## Set of tasks
1. Reproduce the passage on pre-Roman British myths from "Pre-Roman British Myths" up to and including "have any survived?", changing "Londinium" to "London".
2. Count how many lines of the records contain the string "glass", and give only that number.

## Extract
▶
Pre-Roman British Myths

Nov 2010
1,681
Londinium
Most people know of the Christian, Norman myths of Robin Hood and the Anglo-Saxon King Arthur. But what of the pre-Roman myths? I find it hard to believe there were none. So, have any survived?
 
Dec 2013
35
Chelmsford
The legend of King Arthur was actually a Celtic myth. The core myths of the Celtic peoples centre on the great cycle of stories based on the life and exploits of King Arthur. These legends link Arthur to a common poetic idea of Britain as a kind of paradise of the West, with a primeval unspoiled past. Together they add up to the greatest theme in the literature of the British Isles. The historic figure of Arthur as a victorious fifth-century warrior, leading Britons into battle against Saxon invaders, has so far proved impossible for historians to confirm. In fact the one contemporary source that we do have for the time, 'The Ruin and Conquest of Britain' by the British monk and historian Gildas (c.500-70) gives somebody else's name altogether as the leader of the Britons.
 
Dec 2013
7
UAE
The entire body of Welsh and Irish mythology, such as the Mabinogion and the Tain, would likely give you a good idea of pre-Roman mythology. There are elements of the stories that clearly are not Irish or Welsh - for example, no chariot fittings have been discovered in Ireland, yet Cu Chulainn and friends ride them into battle.
 

caldrail

Ad Honorem
Feb 2012
5,330
The legend of King Arthur was actually a Celtic myth. The core myths of the Celtic peoples centre on the great cycle of stories based on the life and exploits of King Arthur.
No, they didn't. The Iron Age tales survived the Roman occupation by oral tradition and in the early medieval period some of these were retold with Arthur as the warrior-hero.. The strries are not too different to viking sagas, except a bit more esoteric, less dramatic, and more concerned with man's relationship to the mysterious world and any mystical regions connected to it, providing a rationale for describing how a man can develop and become great.

Arthur was not described as a king until Geoffery of Monmouth included elements of both history and myth into his highly dubious Historia Regum Britannae (History of the kings of Britain).

the literary Arthur was originally a warrior of great stature who went on mythical quests (the "Seven Cities", notably). Historical sources from the later Dark Age refer to him as Dux Bellum, or "Duke of War". Although Rome had long departed from Britain it wasn't unusual for the Dark Age Britons to retain latin titles and posts, arguably appointed as a mark of status and recognised between kingdoms.
◀
## Dataset entries
▶
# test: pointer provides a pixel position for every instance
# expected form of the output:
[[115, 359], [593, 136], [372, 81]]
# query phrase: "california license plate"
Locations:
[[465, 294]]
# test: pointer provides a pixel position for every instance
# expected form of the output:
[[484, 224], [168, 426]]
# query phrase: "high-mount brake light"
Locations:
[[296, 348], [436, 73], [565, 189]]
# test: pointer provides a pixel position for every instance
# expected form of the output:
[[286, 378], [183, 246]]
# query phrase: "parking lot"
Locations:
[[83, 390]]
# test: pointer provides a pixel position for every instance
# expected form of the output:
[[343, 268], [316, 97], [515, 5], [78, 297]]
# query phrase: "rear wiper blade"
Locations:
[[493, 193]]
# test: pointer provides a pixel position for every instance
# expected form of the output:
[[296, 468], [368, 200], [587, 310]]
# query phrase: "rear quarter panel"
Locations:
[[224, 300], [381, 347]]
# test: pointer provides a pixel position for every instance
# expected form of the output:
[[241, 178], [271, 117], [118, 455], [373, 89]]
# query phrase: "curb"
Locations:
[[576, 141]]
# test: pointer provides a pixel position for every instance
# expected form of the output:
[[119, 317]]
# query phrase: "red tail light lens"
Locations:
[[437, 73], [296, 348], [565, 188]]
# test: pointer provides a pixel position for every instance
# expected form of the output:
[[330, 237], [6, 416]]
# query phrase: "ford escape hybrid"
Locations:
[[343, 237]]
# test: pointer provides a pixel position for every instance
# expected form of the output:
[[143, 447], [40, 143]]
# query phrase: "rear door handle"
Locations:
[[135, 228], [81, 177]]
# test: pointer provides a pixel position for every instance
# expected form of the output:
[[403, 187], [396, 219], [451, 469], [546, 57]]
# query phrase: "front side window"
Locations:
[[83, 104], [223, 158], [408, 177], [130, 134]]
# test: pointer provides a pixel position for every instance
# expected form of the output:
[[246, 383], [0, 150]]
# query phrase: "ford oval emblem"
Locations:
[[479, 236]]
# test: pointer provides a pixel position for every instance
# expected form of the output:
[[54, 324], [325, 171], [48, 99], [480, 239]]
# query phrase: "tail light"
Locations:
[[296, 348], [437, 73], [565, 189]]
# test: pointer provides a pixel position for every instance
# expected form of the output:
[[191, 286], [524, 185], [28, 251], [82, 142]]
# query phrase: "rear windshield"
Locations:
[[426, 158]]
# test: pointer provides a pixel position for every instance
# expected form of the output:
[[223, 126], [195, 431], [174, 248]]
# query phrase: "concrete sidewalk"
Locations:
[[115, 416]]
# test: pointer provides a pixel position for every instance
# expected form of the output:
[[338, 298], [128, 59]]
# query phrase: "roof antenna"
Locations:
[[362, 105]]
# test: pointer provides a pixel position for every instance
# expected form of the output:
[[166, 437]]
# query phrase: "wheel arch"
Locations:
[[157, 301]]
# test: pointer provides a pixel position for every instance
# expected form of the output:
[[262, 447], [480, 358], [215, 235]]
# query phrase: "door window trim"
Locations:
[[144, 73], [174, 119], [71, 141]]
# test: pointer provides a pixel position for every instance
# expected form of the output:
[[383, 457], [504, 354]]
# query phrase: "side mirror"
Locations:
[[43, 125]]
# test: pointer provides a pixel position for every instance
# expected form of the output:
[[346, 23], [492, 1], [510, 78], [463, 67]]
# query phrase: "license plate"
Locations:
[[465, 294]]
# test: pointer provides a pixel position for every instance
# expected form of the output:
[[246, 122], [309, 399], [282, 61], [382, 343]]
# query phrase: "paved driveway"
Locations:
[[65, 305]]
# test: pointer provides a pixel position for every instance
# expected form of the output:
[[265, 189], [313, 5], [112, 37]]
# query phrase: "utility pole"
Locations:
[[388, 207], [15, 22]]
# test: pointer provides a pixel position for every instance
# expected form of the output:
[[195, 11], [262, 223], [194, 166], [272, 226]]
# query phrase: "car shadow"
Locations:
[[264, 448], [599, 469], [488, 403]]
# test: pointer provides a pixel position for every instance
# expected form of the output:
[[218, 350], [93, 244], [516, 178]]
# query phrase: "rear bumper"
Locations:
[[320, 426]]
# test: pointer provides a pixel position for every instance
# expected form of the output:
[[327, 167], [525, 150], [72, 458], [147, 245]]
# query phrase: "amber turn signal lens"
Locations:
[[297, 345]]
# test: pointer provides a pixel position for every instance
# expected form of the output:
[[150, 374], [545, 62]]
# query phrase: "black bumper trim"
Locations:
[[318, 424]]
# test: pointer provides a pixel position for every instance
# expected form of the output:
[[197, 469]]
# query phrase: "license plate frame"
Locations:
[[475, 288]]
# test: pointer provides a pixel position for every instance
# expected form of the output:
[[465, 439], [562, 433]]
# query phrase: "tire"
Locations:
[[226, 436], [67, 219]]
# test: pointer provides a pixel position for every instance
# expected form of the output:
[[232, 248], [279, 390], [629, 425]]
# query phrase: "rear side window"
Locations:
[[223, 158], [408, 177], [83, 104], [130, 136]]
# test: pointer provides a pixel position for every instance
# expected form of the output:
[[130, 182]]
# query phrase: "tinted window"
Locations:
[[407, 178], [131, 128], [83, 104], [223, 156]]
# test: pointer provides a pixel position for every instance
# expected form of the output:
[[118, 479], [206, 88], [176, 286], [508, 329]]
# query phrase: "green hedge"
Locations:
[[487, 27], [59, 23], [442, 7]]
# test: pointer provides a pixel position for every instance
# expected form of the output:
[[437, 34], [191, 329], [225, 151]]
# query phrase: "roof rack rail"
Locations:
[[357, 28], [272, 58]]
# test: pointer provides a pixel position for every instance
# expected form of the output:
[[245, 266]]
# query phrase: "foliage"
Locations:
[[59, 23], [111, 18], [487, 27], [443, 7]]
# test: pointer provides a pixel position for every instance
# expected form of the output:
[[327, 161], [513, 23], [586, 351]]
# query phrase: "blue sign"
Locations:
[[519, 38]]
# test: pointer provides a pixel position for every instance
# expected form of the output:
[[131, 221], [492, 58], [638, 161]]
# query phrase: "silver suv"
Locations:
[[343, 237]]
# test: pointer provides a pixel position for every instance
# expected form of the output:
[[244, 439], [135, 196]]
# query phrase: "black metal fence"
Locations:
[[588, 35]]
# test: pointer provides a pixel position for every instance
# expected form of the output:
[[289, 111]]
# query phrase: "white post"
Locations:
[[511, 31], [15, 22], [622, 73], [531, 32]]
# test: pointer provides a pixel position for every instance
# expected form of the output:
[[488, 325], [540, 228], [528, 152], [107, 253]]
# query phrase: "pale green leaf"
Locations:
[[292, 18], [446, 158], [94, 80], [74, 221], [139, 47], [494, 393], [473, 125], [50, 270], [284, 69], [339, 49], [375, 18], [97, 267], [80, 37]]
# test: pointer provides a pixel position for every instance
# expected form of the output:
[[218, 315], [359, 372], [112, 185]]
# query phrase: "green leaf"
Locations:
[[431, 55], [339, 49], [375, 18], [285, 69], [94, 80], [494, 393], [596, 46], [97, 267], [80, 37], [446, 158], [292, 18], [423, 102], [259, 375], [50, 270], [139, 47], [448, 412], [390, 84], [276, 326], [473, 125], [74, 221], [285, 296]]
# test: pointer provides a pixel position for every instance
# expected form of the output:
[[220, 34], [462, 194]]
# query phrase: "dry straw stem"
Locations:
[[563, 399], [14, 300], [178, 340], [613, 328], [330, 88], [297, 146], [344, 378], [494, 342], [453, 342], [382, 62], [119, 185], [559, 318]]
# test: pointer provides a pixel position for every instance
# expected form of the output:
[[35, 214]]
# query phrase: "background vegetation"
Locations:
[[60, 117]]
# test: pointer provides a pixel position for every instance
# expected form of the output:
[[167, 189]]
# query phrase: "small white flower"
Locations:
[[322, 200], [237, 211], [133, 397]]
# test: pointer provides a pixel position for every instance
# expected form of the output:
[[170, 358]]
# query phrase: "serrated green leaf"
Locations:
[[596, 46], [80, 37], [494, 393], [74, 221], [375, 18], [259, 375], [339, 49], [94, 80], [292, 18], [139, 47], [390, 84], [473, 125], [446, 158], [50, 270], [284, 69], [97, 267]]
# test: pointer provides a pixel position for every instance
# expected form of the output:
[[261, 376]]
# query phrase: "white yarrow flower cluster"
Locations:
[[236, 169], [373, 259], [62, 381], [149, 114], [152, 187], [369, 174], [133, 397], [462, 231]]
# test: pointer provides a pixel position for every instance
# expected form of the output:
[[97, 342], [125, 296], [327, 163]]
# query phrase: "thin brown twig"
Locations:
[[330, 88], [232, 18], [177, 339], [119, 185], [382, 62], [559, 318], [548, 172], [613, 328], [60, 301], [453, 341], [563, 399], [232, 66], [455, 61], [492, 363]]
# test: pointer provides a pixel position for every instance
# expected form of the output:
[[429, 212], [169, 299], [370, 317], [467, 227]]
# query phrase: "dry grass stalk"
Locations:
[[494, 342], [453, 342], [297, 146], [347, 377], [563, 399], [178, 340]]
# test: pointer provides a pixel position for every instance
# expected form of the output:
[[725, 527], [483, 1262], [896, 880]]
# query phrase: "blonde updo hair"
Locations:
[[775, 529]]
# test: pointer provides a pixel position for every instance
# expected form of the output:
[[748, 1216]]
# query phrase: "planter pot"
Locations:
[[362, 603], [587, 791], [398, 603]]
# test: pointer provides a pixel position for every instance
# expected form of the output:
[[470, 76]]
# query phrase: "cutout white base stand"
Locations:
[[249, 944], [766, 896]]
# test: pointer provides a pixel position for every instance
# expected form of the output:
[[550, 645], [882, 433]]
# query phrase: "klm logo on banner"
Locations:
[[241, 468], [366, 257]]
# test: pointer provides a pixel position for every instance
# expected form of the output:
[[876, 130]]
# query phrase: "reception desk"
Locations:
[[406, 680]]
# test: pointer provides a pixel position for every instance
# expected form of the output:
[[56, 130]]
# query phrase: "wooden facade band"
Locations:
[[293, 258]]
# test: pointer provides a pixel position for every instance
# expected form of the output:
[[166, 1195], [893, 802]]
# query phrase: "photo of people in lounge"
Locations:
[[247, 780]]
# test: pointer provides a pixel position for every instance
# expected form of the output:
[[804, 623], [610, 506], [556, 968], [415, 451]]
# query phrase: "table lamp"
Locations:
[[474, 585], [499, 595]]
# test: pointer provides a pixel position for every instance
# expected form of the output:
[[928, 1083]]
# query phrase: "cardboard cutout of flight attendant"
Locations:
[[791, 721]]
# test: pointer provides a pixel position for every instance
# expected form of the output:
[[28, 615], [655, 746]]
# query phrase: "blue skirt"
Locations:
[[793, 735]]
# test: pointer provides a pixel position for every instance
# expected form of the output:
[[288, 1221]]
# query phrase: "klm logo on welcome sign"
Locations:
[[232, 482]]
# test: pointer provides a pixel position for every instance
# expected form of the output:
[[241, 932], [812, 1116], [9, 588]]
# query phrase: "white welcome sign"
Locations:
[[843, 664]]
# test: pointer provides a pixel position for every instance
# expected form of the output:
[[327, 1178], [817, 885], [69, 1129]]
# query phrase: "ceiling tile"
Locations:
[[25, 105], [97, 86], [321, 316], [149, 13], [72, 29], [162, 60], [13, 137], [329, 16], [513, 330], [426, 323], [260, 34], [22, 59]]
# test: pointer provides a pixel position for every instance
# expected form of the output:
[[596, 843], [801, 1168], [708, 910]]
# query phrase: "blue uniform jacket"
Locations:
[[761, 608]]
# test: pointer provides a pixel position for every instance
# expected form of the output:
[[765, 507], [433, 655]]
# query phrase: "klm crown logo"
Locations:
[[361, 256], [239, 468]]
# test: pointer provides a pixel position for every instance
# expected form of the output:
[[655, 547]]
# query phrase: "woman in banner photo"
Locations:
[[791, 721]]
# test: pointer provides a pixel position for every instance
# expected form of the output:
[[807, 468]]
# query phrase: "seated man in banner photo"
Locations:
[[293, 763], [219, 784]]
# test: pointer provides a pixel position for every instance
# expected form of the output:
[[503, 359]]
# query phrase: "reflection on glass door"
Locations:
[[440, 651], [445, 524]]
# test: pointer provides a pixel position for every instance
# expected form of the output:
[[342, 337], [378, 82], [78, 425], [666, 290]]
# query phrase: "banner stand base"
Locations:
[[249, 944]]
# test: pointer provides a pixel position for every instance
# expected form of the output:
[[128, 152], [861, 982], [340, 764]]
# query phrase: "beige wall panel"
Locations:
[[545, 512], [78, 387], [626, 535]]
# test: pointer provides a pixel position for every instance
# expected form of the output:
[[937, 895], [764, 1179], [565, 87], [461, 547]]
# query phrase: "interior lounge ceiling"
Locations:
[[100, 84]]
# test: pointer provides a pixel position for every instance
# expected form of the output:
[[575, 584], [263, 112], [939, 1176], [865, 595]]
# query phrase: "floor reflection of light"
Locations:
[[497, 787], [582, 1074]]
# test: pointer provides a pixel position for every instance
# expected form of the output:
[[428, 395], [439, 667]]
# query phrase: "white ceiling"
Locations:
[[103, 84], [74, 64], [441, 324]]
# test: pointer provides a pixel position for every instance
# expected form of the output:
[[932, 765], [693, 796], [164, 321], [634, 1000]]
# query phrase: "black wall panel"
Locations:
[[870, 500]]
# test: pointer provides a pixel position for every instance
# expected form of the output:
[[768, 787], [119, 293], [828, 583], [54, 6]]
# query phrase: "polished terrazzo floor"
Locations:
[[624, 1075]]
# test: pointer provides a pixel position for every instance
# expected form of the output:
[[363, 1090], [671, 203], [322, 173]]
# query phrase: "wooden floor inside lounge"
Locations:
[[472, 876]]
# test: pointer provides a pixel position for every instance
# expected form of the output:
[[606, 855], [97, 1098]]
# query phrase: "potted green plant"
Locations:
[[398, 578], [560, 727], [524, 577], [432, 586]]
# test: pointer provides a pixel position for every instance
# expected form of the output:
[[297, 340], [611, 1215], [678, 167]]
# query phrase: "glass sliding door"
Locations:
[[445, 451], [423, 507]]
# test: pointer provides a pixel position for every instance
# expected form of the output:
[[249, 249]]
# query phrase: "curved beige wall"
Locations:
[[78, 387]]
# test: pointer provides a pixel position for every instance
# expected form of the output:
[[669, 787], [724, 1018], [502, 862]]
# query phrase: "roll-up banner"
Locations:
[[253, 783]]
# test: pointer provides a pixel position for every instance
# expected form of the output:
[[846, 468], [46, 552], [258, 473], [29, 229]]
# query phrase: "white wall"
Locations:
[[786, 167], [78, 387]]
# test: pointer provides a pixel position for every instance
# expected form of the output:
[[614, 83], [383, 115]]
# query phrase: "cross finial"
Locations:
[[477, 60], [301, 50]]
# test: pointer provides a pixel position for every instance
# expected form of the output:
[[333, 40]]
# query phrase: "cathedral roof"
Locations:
◀
## Answers to the problems
1.
Pre-Roman British Myths

Nov 2010
1,681
London
Most people know of the Christian, Norman myths of Robin Hood and the Anglo-Saxon King Arthur. But what of the pre-Roman myths? I find it hard to believe there were none. So, have any survived?

2. 2